Ausgangstext ::
Wie und warum Rumänien im Zweiten Weltkrieg gegen die Sowjetunion kämpfte

Jewgeni Chaldei/МАММ/МDF/russiainphoto.ru
Rumänien war im Zweiten Weltkrieg ein Spielball Adolf Hitlers. Mit falschen Versprechungen zog er die Rumänen auf seine Seite.

Am 22. Juni 1941, um 03:15 Uhr, trat Rumänien in den Zweiten Weltkrieg ein, indem das Land an einer gemeinsamen Invasion der Sowjetunion mit den Streitkräften des nationalsozialistischen Deutschlands teilnahm. Dieser Schritt sollte den Rumänen eine Reihe bitterer Niederlagen und große Verluste bringen und zu einer dauerhaften Veränderung des politischen Systems des Landes führen. Auf der anderen Seite gab es aber auch erheblichen territorialen Zugewinn. 

Deutsche und rumänische Truppen am 22. Juni 1941

In den 1930er Jahren hatte Rumänien eine bedeutende Rolle in der Strategie des Dritten Reiches gespielt. Das Land teilte einen langen Grenzabschnitt mit der Sowjetunion. Es hatte auch Zugang zum Schwarzen Meer und besaß Ölfelder, die für die deutsche Wirtschaft von entscheidender Bedeutung waren. Deutschland hatte jedoch kein Glück, Rumänien zu einem Militärbündnis zu bewegen: Bukarest war konsequent in seiner antideutschen Politik, etwa in seiner Weigerung, sich an der Teilung der Tschechoslowakei zu beteiligen, und behielt seine neutrale, eher pro-französische Haltung zu Beginn des Krieges bei.

Die Rumänen, die in den 1910er Jahren auf Kosten der geschwächten Nachbarn die Grenzen ihres Staates erheblich erweiterten, waren mit dem Status quo sehr zufrieden. Die UdSSR, Ungarn und Bulgarien, die in den 1930er Jahren gestärkt worden waren, hatten jedoch zu viele territoriale Ansprüche an „Großrumänien“. Die Deutschen nutzten diese Widersprüche und versuchten, Bukarest in ihren Einflussbereich zu ziehen.

Fast die Hälfte der zu Rumänien gehörenden Gebiete waren praktisch tickende Zeitbomben. Trotz der aktiven „Romanisierung“ des bulgarischen Territoriums Süd-Dobruja im Jahr 1913 nach dem Zweiten Balkankrieg wohnten dort weiterhin die Bulgaren. Ein beträchtlicher Teil der Ungarn (etwa 30 Prozent) lebte in Siebenbürgen, das am Ende des Ersten Weltkriegs von ihnen annektiert worden war. Und Moskau wollte den Verlust Bessarabiens nicht hinnehmen. Das Gebiet gehörte seit 1812 zu Russland, doch die Rumänen nutzten das Chaos des russischen Bürgerkriegs im Jahr 1918, um es sich zu nehmen.

Bereitgestellte Daten ::

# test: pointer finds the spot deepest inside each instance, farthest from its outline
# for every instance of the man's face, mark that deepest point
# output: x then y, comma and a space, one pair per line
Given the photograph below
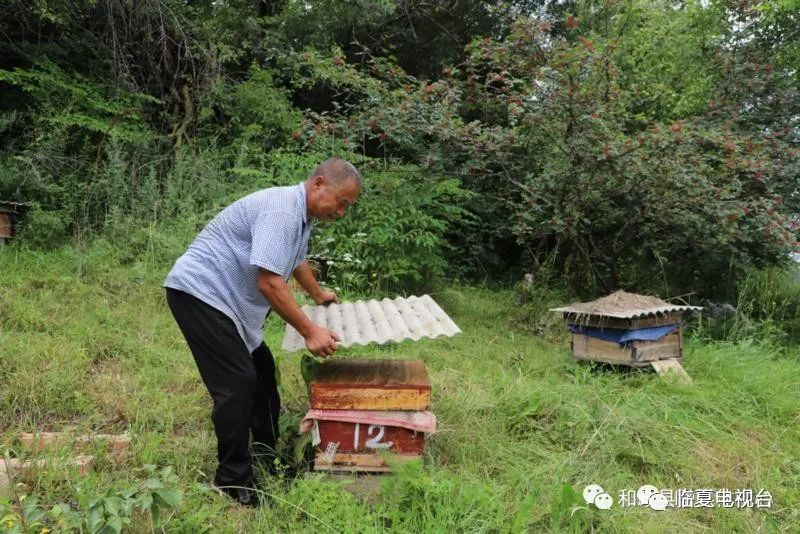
332, 201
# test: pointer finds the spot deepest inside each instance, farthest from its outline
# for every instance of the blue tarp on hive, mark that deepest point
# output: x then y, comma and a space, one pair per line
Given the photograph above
622, 337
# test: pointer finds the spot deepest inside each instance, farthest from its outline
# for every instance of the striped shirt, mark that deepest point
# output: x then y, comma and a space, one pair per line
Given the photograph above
268, 230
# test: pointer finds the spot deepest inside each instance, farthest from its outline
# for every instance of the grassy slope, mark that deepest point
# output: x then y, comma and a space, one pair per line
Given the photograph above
87, 345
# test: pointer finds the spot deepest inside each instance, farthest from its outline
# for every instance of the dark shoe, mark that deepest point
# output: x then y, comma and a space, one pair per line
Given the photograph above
244, 494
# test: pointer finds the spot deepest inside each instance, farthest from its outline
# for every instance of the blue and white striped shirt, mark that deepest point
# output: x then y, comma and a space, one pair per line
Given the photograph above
267, 229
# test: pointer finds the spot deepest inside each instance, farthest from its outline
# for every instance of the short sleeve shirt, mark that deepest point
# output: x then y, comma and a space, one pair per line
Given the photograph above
268, 230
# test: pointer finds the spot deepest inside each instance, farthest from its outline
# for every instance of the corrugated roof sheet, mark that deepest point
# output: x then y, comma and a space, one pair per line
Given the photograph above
622, 305
373, 321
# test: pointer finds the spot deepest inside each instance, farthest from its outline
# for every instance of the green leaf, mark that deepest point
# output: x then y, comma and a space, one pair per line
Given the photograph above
153, 483
170, 497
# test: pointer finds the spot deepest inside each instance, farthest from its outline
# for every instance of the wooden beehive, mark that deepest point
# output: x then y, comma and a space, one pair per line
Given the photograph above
371, 385
377, 386
627, 314
357, 446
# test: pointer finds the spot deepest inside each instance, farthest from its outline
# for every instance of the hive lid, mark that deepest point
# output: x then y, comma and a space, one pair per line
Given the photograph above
623, 305
371, 385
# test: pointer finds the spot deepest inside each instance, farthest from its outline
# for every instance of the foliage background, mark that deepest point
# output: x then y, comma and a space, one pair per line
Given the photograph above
622, 144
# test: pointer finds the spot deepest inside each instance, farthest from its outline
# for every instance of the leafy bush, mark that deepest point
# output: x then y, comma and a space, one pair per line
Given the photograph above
111, 511
394, 237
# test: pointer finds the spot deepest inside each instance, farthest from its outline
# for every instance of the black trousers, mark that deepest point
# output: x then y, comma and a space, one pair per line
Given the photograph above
242, 386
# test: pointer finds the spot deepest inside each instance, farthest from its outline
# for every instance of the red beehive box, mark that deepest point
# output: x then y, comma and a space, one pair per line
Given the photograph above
362, 407
347, 446
371, 385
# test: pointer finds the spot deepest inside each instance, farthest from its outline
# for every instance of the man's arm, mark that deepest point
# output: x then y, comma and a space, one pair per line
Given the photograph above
320, 341
305, 277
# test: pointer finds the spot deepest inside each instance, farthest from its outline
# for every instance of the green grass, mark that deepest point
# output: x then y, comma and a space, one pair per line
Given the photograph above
89, 345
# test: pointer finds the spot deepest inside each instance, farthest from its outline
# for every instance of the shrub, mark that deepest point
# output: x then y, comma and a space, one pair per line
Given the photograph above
394, 237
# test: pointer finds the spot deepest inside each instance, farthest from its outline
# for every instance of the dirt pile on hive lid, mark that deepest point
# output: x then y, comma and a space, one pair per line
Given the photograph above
623, 304
620, 302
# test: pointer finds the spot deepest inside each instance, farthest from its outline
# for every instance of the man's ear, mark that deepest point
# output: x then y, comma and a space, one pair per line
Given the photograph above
318, 181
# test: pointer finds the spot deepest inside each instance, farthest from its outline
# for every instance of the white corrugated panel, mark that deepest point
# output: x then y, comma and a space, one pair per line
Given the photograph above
373, 321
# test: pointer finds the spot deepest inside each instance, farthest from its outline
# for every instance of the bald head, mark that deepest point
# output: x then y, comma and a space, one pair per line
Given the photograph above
337, 172
331, 188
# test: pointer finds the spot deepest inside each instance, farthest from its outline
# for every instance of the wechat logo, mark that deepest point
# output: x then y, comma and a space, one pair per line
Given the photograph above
596, 495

Zu erledigende Aufgabe :: Schreiben Sie aus dem Text über Rumänien im Zweiten Weltkrieg wortgetreu alles ab, was von „Wie und warum“ bis einschließlich „auf seine Seite.“ reicht.

Antwort zur Aufgabe ::
Wie und warum Rumänien im Zweiten Weltkrieg gegen die Sowjetunion kämpfte

Jewgeni Chaldei/МАММ/МDF/russiainphoto.ru
Rumänien war im Zweiten Weltkrieg ein Spielball Adolf Hitlers. Mit falschen Versprechungen zog er die Rumänen auf seine Seite.